Exactly reproduce the lines from the top of the entries below through the line containing "Outline every instance of the building", with both ends included.

(Dataset entries)
= Beginning of Section =

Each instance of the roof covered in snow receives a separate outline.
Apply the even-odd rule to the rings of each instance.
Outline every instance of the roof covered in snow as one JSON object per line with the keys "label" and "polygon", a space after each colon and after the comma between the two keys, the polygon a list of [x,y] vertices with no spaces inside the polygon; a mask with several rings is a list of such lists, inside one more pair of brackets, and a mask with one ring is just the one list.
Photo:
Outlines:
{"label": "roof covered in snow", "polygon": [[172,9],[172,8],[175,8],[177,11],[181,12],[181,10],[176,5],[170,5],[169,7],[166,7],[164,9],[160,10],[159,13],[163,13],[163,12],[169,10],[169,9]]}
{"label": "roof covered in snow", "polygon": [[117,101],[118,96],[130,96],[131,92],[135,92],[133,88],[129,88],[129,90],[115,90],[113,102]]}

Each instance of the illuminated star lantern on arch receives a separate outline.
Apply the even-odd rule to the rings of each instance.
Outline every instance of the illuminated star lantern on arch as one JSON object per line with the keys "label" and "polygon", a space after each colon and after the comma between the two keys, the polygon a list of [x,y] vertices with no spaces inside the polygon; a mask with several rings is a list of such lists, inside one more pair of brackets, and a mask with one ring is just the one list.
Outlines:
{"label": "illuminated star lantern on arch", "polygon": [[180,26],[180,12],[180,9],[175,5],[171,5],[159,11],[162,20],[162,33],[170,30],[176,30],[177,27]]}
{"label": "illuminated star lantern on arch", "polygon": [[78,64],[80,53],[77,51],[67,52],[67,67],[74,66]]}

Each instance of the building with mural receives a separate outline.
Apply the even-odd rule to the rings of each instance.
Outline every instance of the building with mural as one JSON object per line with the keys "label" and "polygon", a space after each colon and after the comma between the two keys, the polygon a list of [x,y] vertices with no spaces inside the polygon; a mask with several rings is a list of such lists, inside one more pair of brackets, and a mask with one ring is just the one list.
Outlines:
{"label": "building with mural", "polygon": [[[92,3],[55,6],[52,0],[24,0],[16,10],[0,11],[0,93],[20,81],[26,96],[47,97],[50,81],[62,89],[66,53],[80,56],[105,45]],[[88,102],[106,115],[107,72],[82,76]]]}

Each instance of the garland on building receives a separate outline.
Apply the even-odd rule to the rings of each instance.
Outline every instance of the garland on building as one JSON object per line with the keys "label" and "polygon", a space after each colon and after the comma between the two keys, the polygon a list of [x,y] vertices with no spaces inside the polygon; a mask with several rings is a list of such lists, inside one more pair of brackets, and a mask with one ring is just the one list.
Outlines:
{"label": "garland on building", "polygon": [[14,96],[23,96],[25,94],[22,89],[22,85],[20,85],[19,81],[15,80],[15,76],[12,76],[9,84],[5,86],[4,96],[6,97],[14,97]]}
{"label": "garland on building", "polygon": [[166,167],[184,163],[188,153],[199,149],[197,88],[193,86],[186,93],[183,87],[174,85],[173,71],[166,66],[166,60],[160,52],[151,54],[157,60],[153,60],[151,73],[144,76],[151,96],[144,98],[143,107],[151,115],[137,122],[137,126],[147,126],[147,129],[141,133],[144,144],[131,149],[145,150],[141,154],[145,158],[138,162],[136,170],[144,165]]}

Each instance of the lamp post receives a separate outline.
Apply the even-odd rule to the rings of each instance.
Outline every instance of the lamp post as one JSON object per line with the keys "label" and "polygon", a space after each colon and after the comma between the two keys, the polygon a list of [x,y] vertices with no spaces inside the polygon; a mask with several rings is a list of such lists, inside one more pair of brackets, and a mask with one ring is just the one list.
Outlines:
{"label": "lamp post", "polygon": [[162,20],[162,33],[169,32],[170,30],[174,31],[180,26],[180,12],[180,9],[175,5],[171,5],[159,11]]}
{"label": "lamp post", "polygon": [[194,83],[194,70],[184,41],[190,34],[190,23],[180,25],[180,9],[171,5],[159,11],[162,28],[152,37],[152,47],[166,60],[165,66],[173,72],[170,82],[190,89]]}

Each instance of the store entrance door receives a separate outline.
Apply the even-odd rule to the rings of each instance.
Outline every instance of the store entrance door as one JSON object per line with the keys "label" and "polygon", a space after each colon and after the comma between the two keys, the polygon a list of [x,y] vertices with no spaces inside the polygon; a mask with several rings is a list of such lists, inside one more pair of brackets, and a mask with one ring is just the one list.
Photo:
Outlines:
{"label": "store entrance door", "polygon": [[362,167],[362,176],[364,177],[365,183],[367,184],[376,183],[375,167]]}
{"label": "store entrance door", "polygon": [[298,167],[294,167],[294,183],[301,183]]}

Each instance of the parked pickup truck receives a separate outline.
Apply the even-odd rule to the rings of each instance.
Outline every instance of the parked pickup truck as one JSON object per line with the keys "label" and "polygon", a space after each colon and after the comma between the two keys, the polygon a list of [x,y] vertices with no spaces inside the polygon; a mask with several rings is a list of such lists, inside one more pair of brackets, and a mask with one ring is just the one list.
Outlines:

= End of Section =

SOLUTION TO THE PROBLEM:
Each instance of the roof covered in snow receives a separate outline.
Apply the even-odd rule to the rings of each instance.
Outline every instance of the roof covered in snow as one JSON object per line with the keys "label" and "polygon", a space after each colon and after the comma between the two keys, the polygon a list of [x,y] vertices with no spaces inside the polygon; a mask with several rings is a list of such lists, inside one more pair of brackets, and a mask with one ring is just the one list.
Photo:
Outlines:
{"label": "roof covered in snow", "polygon": [[172,9],[172,8],[175,8],[177,11],[181,12],[181,10],[176,5],[170,5],[169,7],[166,7],[164,9],[160,10],[159,13],[163,13],[163,12],[169,10],[169,9]]}
{"label": "roof covered in snow", "polygon": [[117,101],[118,96],[130,96],[131,92],[135,92],[133,88],[129,88],[129,90],[115,90],[113,102]]}

Each instance of the illuminated star lantern on arch receives a separate outline.
Apply the even-odd rule to the rings of each instance.
Outline every instance of the illuminated star lantern on arch as one JSON object per line with the keys "label" and "polygon", a space after each colon and after the comma between the two keys, the polygon a list of [x,y] vertices with no spaces inside the polygon; a mask with several rings is a list of such lists, inside one more pair of brackets, and a mask with one ring is just the one list.
Outlines:
{"label": "illuminated star lantern on arch", "polygon": [[180,26],[180,12],[180,9],[175,5],[171,5],[159,11],[162,20],[162,33],[170,30],[176,30],[177,27]]}
{"label": "illuminated star lantern on arch", "polygon": [[78,64],[80,53],[77,51],[67,52],[67,67],[74,66]]}

Each instance of the building with mural receives a separate outline.
Apply the even-odd rule to the rings of each instance.
Outline every instance of the building with mural as one JSON object per line with the keys "label" and "polygon", a space after each colon and after the comma between the two keys, the polygon a list of [x,y] vertices with no spaces inside the polygon; a mask with several rings is a list of such lists, inside one more pair of brackets, and a mask with one ring is just the one list.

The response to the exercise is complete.